- **Selected excerpt**
──────

Creative Mango Popsicle Recipes: Taste tested by adults, kids and dogs!

Kids, adults, and even dogs, love the refreshing, ice-cold flavor of fresh fruit popsicles on a steamy summer day. A mango’s natural sweetness and tropical vibrancy is the perfect component for healthy, naturally sweet popsicles that you can eat day and night!

Chef Svea and I threw a popsicle party in the Crespo Organic Kitchen last week, turning all the creative ideas we had swirling in our heads into in-the-flesh sweet, frozen treats. We had a few taste testers guiding us—even my dog got involved (as is typical of him). We experimented using different mango varietals and stages of ripeness. We tinkered with kinds of sweetness, using honey and mango pit syrup as sweeteners and experimenting with not adding sweetener at all.

What did we learn? Individual palettes prefer different kinds of popsicles, in the same way that each palette prefers a different varietal of mango. Though they all turned out to be amazing, we couldn’t agree on our favorites. I preferred the Tommy Atkins mango varietal in all of these popsicle recipes. They added an excellent balance of tart and sweet, with a punch of vibrant flavor. Chef Svea favored the Kent mango varietal, noticing that they were not only sweeter and richer, which she preferred, but smoother with little noticeable fibers (she has braces; she should know). A few of our tiny taste testers chose the Ataulfo popsicles as their favorite, but I think that’s because they tasted the sweetest—way too sweet for my lack of a sweet tooth.

All in all, I suppose the Kent and the Tommy Atkins were the cumulative favorite varietals. Of course, the Keitts would have likely been the best of all, but those are just on the verge of becoming available!

Here is the aftermath of our popsicle party! Try the recipes with whatever varietal you have available. Each varietal will make the recipe taste unique. Make sure your mangoes are ripe, but not overly ripe. Overly ripe mangoes work well in smoothies and sauces, but popsicles need more tart notes than an overly ripe mango has.

──────

Labeled-object pointing entries
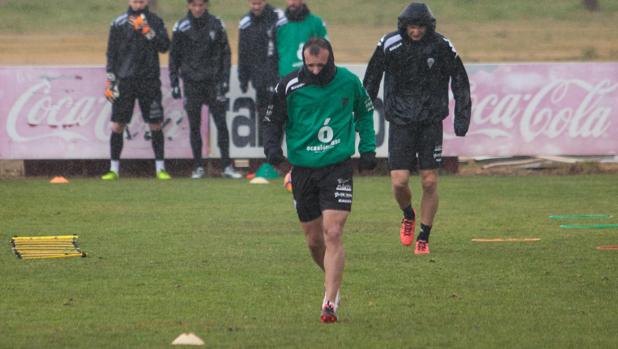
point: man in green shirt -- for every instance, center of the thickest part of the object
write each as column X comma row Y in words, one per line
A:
column 293, row 30
column 321, row 107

──────

- **What you need to do**
Carry on the mango popsicle post from its last sentence. The material above stands apart from the mango popsicle post.

- **Output below**
All of these recipes make about 10 popsicles

Mango Yogurt Smoothie Pops

Ingredients

1 medium ripe mango (1 -1/2 cup chopped mango)
1 chopped banana
1 cup plain yogurt
¼ cup honey
¾ cup water
5-6 strawberries, chopped

Method

Place the mango, banana, yogurt, honey, and water in a blender, and blend until the mixture is smooth and creamy. Place the strawberries in the bottom of the popsicle molds. Pour the smoothie mixture into the molds until the molds are full. Place the popsicle mold covers over the popsicles, and insert the sticks. Freeze for about 4-6 hours before eating.

You can also freeze this recipe in ice cube trays and blend with regular milk of choice for an easy morning smoothie!

Mango Passion Fruit Popsicles

Ingredients

1 medium ripe mango (1 -1/2 cup chopped mango)
1 cup water
2 tablespoons honey
2 teaspoons lime zest
juice of 1 lime
2 passion fruits

Method

Place the mango, water, honey, lime zest and juice in a blender, and blend until totally smooth. Add the fruit and seeds from the passion fruit, and pulse on low for just a few seconds, allowing the passion fruit to mix in but not chop up the seeds.

Pour the mixture into popsicle molds and freeze for 6 hours.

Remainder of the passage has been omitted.